What was the Lenape way of life?
Farming
We know from Contact-era accounts as well as the Lenape’s own oral traditions that the Munsee of the 1600s practiced small-scale farming, growing the revered “three sisters” crops of maize, beans, and squash. Henry Hudson described an Indian house “which contained a great quantity of maize, and beans of last year’s growth, and there lay near the house for the purpose of drying enough to load three ships, besides what was growing in the fields.”
Hunting-Fishing-Gathering
As they had for millennia, the Lenape continued to hunt, fish, and gather wild foods as the mainstay of their diet.

Lenape Cosmology

What happened to the Lenape?

- _Data supplied_:
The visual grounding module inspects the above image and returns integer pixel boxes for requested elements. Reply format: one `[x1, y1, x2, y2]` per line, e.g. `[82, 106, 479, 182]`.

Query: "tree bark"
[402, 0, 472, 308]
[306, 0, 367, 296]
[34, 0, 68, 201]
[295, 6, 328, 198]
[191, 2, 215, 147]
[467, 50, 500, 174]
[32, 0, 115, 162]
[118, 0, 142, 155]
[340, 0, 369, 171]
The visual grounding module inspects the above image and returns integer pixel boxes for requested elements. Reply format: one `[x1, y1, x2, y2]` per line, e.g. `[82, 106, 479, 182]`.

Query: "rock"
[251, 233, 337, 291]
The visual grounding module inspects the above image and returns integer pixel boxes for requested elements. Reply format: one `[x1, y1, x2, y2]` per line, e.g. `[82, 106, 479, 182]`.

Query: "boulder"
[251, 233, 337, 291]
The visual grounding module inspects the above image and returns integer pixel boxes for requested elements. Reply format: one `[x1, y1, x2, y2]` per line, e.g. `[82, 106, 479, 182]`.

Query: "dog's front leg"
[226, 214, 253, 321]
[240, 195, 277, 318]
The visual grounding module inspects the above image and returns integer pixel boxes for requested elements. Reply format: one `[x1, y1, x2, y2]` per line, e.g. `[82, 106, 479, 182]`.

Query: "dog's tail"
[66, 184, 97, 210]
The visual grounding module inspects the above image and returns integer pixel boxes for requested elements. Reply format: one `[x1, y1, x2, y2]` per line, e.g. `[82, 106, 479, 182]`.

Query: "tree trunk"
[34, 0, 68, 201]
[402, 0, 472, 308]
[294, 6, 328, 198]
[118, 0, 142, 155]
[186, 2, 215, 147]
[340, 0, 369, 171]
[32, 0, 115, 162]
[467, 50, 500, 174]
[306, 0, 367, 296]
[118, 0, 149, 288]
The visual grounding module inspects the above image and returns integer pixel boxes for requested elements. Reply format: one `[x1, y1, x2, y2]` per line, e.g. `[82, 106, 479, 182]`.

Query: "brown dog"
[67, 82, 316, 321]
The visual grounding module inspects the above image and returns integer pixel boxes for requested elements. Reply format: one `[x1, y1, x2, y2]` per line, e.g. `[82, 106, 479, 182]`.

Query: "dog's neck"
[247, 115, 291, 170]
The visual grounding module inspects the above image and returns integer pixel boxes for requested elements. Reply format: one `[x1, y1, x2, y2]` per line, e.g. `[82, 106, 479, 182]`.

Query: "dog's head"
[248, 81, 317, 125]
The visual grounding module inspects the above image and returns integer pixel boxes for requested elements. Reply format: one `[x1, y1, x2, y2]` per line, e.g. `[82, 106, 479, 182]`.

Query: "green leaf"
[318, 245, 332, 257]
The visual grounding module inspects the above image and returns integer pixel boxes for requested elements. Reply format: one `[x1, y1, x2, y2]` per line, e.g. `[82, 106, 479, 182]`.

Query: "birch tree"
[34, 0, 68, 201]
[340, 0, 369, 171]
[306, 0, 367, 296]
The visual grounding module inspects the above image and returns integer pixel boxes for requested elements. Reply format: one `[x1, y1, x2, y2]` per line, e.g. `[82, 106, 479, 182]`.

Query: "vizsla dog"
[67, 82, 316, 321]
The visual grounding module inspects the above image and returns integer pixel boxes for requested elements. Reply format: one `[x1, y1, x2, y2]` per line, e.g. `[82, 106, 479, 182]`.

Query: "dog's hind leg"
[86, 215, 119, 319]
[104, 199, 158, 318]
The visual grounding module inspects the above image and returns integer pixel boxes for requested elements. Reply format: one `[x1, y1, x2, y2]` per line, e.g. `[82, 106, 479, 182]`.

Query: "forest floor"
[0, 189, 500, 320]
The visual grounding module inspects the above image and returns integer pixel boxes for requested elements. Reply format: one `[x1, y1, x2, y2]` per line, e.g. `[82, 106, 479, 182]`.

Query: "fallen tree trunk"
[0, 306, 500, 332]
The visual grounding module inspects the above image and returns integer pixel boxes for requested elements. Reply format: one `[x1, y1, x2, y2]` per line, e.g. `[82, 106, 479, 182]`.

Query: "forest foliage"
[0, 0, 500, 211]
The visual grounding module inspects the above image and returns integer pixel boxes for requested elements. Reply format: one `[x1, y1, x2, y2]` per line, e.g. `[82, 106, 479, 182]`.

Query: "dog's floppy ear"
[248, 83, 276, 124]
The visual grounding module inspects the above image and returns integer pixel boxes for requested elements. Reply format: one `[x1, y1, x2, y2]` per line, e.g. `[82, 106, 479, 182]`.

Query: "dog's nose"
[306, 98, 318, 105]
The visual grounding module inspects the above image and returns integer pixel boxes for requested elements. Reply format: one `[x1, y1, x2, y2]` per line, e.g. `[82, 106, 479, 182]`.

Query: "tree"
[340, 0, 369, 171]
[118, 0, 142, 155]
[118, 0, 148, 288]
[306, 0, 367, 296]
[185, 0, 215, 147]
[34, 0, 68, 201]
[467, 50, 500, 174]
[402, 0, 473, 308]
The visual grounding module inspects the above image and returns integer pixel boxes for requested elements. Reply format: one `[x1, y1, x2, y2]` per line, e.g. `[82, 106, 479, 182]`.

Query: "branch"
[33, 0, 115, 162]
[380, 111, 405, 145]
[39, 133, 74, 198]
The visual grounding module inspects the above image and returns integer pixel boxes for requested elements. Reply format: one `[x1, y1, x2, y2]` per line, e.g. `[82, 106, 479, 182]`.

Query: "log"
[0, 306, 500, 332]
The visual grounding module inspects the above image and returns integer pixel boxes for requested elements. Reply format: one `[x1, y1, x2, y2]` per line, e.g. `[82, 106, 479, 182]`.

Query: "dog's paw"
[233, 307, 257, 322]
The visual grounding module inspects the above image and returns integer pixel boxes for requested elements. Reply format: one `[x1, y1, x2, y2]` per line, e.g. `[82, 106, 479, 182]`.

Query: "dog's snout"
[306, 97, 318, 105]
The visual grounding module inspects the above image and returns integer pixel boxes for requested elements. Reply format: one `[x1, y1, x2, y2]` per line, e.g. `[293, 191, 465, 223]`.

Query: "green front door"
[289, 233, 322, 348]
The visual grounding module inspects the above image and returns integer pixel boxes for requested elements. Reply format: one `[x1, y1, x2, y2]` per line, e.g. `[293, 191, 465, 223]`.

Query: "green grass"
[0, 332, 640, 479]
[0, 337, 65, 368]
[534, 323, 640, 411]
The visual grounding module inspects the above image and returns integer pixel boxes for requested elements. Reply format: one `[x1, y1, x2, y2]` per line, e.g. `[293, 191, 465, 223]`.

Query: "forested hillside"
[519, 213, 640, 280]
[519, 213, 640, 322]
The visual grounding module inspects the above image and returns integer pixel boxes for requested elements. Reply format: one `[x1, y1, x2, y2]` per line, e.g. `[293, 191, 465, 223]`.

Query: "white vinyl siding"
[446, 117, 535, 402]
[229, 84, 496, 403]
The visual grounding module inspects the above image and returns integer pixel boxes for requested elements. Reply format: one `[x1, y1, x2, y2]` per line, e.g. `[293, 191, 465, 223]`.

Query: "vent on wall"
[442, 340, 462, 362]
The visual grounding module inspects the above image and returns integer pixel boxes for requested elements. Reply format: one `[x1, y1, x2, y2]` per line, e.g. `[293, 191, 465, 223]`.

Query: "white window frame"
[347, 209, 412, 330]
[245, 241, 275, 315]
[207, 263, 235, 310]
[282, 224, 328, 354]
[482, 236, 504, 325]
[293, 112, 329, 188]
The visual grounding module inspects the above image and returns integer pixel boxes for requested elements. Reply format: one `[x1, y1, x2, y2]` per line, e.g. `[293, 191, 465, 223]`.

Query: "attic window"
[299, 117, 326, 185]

- _Work request 1_:
Copy the Lenape text word for word, beginning at the words "What was the" and ending after "to the Lenape?".
- _Work request 2_:
According to the Lenape text, which "three sisters" crops did the Munsee of the 1600s grow?
- _Work request 3_:
Write what comes next in the text about the Lenape way of life, picking up after its final line.
The entries have nothing to do with the Lenape text.

- _Written reply 1_:
What was the Lenape way of life?
Farming
We know from Contact-era accounts as well as the Lenape’s own oral traditions that the Munsee of the 1600s practiced small-scale farming, growing the revered “three sisters” crops of maize, beans, and squash. Henry Hudson described an Indian house “which contained a great quantity of maize, and beans of last year’s growth, and there lay near the house for the purpose of drying enough to load three ships, besides what was growing in the fields.”
Hunting-Fishing-Gathering
As they had for millennia, the Lenape continued to hunt, fish, and gather wild foods as the mainstay of their diet.

Lenape Cosmology

What happened to the Lenape?

- _Written reply 2_:
Maize, beans, and squash.

- _Written reply 3_:
Between 1600 and 1700, the Lenape were decimated by diseases and war. Numbering up to 20,000 prior to European Contact, by 1700 their numbers were reduced to 3,000 at most. Smallpox, malaria, measles, bubonic plague, and other diseases imported by the white man took a terrible toll. Compounding the death toll exacted by killer epidemics were ongoing wars with the Lenape’s enemies the Iroquois to the north and the Dutch to the south. Both together caused many to lose their faith in traditional healing practices. With the loss of their elders who had been the historians and keepers of tradition, their culture unraveled. As the Europeans pushed their land claims further and further into the American wilderness, the weakened and demoralized Lenape finally relinquished any claim to their traditional homeland. The loss of the homeland, Lenapehoking, must have been a devastating blow, for their identity as a people had been bound up with the land for thousands of years. They now became exiles and wanderers, dependent on the hospitality — and subject to the hostility — of other tribes. With the severing of their ancient bond to the land, the source of their visions dried up. In the words of a Delaware in the early nineteenth century, “No man can have visions because the earth is no longer clean.”
By 1760, most Delawares (as they came to be known) had moved to Ohio. For a detailed account of the series of removes westward and northward undertaken by the Lenape through the eighteenth and nineteenth centuries, see Robert Grumet’s books on the Lenape (scroll to the reading list below).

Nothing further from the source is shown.